(Provided information Opens)

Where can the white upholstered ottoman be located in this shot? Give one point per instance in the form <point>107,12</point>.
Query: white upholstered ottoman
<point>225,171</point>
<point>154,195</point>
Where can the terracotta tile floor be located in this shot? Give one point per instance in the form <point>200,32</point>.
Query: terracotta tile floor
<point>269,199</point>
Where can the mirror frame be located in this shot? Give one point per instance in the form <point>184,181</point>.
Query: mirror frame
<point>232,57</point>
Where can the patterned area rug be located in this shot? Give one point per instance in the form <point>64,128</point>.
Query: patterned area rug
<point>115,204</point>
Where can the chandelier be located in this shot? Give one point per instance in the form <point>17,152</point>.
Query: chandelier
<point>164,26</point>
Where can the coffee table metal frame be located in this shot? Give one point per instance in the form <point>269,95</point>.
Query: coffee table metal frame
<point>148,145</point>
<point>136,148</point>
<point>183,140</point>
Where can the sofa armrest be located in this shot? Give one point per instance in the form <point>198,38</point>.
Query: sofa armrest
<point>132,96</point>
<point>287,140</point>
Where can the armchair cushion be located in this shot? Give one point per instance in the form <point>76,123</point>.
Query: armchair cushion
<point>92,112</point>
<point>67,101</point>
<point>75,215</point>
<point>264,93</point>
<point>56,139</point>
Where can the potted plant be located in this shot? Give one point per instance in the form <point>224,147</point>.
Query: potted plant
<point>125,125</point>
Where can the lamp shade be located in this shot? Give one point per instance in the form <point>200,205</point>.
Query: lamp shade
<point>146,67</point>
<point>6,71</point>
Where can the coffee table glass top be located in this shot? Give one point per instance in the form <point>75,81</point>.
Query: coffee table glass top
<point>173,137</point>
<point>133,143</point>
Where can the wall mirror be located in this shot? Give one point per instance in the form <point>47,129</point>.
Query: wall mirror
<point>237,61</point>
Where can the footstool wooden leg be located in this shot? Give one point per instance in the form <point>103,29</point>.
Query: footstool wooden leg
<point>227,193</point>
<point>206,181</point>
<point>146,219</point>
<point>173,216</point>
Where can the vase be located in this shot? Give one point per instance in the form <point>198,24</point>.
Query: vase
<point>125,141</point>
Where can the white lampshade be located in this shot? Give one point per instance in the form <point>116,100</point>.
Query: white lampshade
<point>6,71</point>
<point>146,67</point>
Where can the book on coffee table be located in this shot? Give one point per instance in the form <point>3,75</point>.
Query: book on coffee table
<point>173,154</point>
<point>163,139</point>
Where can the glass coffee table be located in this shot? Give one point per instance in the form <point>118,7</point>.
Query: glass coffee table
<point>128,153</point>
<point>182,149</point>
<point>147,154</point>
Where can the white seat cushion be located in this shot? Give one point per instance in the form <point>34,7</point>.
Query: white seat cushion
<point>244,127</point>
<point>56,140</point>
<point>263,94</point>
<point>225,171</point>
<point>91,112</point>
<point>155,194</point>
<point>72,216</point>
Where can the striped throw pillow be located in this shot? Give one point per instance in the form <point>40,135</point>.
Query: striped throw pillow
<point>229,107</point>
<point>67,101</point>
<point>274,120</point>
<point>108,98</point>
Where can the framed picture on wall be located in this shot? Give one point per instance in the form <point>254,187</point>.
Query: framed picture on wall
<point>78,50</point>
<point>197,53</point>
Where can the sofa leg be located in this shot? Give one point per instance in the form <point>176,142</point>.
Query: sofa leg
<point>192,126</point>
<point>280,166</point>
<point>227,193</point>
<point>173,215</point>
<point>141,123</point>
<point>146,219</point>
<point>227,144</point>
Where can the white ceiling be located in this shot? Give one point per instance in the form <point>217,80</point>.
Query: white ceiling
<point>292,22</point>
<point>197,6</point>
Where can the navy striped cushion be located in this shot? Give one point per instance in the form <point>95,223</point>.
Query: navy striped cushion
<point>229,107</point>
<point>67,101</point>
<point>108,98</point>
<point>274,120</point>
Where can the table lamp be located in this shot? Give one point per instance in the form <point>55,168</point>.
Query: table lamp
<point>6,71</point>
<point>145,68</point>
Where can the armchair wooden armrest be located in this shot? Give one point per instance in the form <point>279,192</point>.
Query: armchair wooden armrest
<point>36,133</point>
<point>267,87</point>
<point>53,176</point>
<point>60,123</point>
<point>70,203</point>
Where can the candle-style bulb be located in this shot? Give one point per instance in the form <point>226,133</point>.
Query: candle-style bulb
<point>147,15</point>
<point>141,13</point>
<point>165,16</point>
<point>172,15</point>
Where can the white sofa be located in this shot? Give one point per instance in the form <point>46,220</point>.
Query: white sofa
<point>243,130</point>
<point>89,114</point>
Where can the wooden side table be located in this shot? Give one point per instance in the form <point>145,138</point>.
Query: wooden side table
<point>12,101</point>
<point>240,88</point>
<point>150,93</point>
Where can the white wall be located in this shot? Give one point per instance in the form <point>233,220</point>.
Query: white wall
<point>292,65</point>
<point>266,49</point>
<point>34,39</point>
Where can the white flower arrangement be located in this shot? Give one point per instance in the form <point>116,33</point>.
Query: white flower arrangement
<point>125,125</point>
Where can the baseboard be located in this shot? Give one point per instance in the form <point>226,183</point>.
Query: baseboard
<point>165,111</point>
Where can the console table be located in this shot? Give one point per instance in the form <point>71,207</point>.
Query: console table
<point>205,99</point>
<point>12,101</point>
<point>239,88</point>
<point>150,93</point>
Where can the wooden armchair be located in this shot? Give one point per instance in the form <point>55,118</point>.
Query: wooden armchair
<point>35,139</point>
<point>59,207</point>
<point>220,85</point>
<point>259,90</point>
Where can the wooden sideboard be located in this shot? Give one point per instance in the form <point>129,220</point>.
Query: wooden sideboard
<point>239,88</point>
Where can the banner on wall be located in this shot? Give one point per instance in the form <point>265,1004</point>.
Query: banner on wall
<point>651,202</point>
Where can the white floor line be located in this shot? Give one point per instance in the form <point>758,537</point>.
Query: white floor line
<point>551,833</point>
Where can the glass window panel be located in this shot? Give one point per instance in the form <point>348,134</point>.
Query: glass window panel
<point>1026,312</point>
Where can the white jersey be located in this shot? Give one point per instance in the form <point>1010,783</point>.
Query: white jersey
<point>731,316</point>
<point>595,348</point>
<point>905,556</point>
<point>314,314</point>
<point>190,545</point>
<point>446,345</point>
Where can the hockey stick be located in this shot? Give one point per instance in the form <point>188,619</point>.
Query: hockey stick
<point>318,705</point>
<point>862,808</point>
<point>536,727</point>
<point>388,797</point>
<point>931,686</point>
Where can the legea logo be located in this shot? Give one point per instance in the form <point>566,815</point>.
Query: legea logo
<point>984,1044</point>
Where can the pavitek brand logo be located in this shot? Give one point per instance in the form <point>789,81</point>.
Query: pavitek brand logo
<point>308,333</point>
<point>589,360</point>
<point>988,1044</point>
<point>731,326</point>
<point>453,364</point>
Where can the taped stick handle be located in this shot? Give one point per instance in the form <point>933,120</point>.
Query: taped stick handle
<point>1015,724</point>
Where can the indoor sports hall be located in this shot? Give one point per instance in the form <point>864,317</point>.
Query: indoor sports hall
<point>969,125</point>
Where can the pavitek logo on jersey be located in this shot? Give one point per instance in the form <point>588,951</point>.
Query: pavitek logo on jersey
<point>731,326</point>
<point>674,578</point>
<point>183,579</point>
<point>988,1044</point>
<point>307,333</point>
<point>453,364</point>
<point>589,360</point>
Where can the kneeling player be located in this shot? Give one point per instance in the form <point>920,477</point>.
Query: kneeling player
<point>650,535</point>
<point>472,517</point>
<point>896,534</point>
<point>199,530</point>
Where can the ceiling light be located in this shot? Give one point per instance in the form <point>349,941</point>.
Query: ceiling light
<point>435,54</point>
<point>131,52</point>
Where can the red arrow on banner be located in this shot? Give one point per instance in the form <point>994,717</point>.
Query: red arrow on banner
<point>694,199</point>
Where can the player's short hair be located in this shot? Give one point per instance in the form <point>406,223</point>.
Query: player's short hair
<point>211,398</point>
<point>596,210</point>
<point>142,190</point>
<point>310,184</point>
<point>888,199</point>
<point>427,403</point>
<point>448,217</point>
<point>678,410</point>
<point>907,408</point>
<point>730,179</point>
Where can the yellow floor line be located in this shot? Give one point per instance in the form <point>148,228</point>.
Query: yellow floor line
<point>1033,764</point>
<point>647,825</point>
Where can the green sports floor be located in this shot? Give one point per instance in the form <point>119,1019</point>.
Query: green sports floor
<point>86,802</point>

(Provided information Closes)

**Your objective**.
Only the lines from the one with "Where can the indoor" through the end of the data belong in the answer, each reproduced exactly.

**Solution below**.
Where can the indoor sports hall be located in this shot? Give one point per instance in the form <point>864,317</point>.
Query: indoor sports hall
<point>969,125</point>
Where can the pavitek logo on jersey be located in this shot? Give one point per instance in the form <point>588,951</point>.
Query: pavitek logo on jersey
<point>731,326</point>
<point>674,578</point>
<point>183,579</point>
<point>988,1044</point>
<point>307,333</point>
<point>453,364</point>
<point>589,360</point>
Where can the kneeling player be located in this shot? Give one point per instance in the form <point>920,477</point>.
Query: kneeling player
<point>650,535</point>
<point>472,517</point>
<point>896,534</point>
<point>199,530</point>
Where can the ceiling light be located in this shot? Give one point per instance in the form <point>349,941</point>.
Query: ceiling light
<point>435,54</point>
<point>131,52</point>
Where can the red arrow on banner be located in this shot? Give one point per instance in the form <point>994,717</point>.
Query: red arrow on banner
<point>694,199</point>
Where can the player's short hair be located in this shot? Give one point per instance in the form <point>406,223</point>.
Query: player's short hair
<point>211,398</point>
<point>596,210</point>
<point>142,190</point>
<point>310,184</point>
<point>888,199</point>
<point>427,403</point>
<point>448,217</point>
<point>678,410</point>
<point>907,408</point>
<point>730,179</point>
Where can the yellow floor line be located in this shot? Give one point per instance in the form <point>148,228</point>.
Query: yellow floor line
<point>1033,764</point>
<point>647,825</point>
Where can the green sports floor be located in this shot? Give one point per instance in the form <point>119,1019</point>.
Query: green sports floor
<point>86,802</point>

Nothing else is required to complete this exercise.